Description of the task:
Starting at the top of the data and ending with the line that holds "Every instance of the worker", transcribe each line exactly; include both ends.
┏━━
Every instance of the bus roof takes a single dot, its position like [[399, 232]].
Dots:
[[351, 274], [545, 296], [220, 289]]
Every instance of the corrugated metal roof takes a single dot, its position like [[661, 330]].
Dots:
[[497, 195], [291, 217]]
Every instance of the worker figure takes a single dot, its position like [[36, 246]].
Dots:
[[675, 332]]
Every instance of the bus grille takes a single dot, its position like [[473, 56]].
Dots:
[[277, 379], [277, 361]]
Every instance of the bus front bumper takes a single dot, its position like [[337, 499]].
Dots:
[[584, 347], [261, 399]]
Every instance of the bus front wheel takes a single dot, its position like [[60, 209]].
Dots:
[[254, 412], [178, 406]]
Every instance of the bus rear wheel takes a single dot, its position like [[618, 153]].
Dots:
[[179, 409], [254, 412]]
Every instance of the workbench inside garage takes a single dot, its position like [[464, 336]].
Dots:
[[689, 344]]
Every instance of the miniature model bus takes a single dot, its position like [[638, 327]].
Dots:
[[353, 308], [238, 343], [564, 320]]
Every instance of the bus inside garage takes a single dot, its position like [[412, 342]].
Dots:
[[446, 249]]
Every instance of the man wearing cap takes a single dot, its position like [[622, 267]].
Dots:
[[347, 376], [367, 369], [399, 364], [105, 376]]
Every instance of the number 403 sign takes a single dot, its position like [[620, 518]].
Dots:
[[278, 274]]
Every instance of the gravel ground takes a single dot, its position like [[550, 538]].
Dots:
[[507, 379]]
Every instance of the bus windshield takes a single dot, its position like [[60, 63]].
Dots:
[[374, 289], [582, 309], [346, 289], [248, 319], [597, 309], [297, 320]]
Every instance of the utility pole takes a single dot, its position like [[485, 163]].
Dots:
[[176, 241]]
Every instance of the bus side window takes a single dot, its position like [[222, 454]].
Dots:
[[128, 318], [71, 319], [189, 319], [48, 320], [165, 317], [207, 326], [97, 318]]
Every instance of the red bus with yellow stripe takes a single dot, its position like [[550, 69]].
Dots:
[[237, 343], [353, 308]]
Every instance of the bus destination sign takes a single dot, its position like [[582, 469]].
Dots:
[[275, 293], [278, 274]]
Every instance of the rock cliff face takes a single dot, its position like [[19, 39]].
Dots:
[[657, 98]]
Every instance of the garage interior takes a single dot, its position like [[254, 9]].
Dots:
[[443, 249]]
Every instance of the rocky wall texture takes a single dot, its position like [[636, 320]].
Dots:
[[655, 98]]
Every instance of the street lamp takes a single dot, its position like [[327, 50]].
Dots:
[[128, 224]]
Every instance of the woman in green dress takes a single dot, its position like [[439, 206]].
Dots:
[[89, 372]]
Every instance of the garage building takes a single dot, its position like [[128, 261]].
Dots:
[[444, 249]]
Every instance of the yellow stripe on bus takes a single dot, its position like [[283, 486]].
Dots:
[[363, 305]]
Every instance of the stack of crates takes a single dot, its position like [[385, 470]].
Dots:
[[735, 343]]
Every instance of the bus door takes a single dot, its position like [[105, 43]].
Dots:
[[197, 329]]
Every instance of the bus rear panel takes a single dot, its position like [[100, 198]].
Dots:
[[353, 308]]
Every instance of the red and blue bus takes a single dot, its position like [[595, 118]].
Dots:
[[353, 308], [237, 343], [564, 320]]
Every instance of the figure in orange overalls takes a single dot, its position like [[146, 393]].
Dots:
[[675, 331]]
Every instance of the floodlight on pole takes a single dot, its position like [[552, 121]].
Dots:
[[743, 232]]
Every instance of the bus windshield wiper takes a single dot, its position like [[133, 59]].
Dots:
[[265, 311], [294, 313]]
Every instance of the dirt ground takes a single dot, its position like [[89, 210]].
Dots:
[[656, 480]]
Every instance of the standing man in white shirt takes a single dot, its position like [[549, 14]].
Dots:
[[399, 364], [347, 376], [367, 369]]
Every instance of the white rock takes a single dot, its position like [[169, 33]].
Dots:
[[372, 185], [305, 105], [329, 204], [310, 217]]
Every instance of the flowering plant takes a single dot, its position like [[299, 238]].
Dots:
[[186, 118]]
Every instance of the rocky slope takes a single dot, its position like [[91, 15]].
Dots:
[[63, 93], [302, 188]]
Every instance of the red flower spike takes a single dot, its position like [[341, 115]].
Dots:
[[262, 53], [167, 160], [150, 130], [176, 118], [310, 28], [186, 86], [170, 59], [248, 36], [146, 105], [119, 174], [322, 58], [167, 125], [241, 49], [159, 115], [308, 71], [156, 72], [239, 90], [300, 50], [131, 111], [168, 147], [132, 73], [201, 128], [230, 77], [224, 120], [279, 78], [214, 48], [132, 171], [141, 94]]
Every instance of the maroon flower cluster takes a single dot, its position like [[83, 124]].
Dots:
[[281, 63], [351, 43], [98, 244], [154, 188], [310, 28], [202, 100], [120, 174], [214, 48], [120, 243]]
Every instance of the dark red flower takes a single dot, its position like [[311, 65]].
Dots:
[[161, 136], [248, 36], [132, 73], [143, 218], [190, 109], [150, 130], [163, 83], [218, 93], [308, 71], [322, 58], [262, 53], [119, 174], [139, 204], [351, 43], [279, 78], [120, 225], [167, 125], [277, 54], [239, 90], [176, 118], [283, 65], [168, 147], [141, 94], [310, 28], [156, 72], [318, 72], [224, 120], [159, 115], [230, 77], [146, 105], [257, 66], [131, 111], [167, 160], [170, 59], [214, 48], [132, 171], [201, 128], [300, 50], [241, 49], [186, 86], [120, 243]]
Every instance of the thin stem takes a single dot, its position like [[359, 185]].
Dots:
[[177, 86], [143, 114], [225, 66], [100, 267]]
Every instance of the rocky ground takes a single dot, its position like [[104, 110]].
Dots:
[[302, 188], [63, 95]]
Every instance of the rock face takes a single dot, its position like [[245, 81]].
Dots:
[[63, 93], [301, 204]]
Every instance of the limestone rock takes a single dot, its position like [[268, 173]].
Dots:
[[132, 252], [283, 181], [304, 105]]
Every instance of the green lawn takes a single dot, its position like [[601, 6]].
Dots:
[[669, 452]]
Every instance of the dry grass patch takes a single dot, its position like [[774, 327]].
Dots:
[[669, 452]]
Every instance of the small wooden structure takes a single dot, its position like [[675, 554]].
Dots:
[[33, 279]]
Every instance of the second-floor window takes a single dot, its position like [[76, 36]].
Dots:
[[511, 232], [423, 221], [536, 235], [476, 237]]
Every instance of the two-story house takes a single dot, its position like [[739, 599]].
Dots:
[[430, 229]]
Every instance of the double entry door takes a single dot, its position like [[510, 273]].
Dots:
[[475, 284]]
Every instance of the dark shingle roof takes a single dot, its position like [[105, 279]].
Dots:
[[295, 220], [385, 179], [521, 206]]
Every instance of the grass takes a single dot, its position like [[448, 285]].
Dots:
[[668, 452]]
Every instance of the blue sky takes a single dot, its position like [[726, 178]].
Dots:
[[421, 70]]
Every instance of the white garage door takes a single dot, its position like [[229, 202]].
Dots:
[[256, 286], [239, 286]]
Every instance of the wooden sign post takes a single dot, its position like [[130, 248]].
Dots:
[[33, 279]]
┗━━
Solution:
Every instance of the bus roof takes a single dot, its position like [[399, 232]].
Dots:
[[351, 274], [545, 296], [220, 289]]
Every instance of the corrugated metal roof takes a single dot, its position like [[661, 330]].
Dots:
[[497, 195], [291, 217]]
Every instance of the worker figure takes a single dot, its position like [[36, 246]].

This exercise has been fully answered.